── Document excerpt ──

Seasons
- ← 19701972 →

= 1971 Australian Sports Car Championship =

The 1971 Australian Sports Car Championship was a CAMS sanctioned Australian motor racing title for drivers of Group A Sports Cars, Group B Improved Production Sports Cars and Group D Series Production Sports Cars. The title, which was the third Australian Sports Car Championship, was won by John Harvey driving a McLaren M6 Repco.

==Schedule==
The championship was contested over a four heat series.

| Heat | Heat name | Circuit | Date | Winning driver | Car |
| 1 | Endeavour Cup | Phillip Island | 31 January | Lionel Ayers | MRC MkII Repco |
| 2 | RAC Trophy | Warwick Farm | 2 May | John Harvey | McLaren M6 Repco |
| 3 | Western Australian Sports Car Championship | Wanneroo Park | 15 August | John Harvey | McLaren M6 Repco |
| 4 |  | Mallala Race Circuit | 14 November | John Harvey | McLaren M6 Repco |

==Points system==
Championship points were awarded on a 9-6-4-3-2-1 basis to the first six placegetters at each heat.

───
── Data entries ──

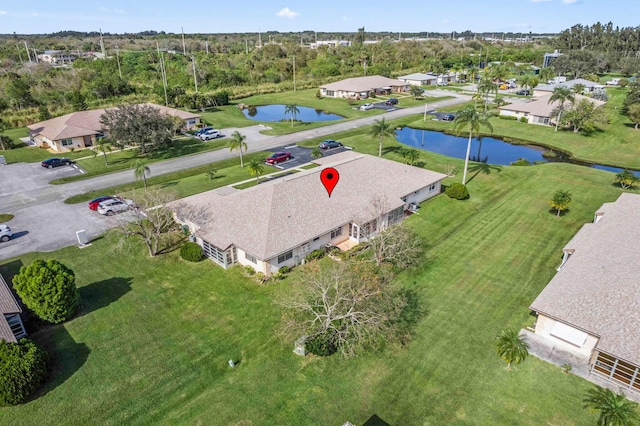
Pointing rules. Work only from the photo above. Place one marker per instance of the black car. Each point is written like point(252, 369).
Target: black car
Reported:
point(56, 162)
point(329, 143)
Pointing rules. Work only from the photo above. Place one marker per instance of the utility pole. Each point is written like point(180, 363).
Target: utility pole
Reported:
point(184, 47)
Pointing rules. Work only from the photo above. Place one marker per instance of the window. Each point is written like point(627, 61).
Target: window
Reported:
point(284, 257)
point(336, 232)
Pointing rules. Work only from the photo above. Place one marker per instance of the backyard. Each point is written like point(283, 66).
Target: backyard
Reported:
point(166, 328)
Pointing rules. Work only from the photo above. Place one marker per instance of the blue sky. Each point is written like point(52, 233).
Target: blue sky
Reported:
point(216, 16)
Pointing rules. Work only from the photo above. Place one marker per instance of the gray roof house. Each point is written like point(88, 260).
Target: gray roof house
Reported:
point(363, 87)
point(11, 327)
point(419, 79)
point(80, 129)
point(278, 223)
point(590, 307)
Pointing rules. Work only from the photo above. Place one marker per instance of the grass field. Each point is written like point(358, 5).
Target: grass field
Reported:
point(153, 337)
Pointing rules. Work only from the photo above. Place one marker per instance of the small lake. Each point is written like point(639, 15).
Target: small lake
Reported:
point(277, 113)
point(485, 149)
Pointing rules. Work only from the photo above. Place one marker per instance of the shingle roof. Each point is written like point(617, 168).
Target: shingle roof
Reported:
point(541, 107)
point(8, 305)
point(84, 123)
point(363, 84)
point(597, 290)
point(271, 218)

───

• Set problem: Duplicate the stretch of the 1971 Australian Sports Car Championship text from "The 1971 Australian" through "four heat series.".

• Expected answer:
The 1971 Australian Sports Car Championship was a CAMS sanctioned Australian motor racing title for drivers of Group A Sports Cars, Group B Improved Production Sports Cars and Group D Series Production Sports Cars. The title, which was the third Australian Sports Car Championship, was won by John Harvey driving a McLaren M6 Repco.

==Schedule==
The championship was contested over a four heat series.